** Pointing items **
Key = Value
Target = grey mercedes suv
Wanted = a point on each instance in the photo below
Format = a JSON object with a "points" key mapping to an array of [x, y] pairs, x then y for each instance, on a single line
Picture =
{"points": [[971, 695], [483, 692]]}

** Description of the task **
Reproduce every item above line for line, changing nothing.

** Expected answer **
Key = Value
Target = grey mercedes suv
Wanted = a point on each instance in the photo below
Format = a JSON object with a "points" key mapping to an array of [x, y] pairs, x then y for each instance, on a single line
Picture =
{"points": [[971, 695], [483, 692]]}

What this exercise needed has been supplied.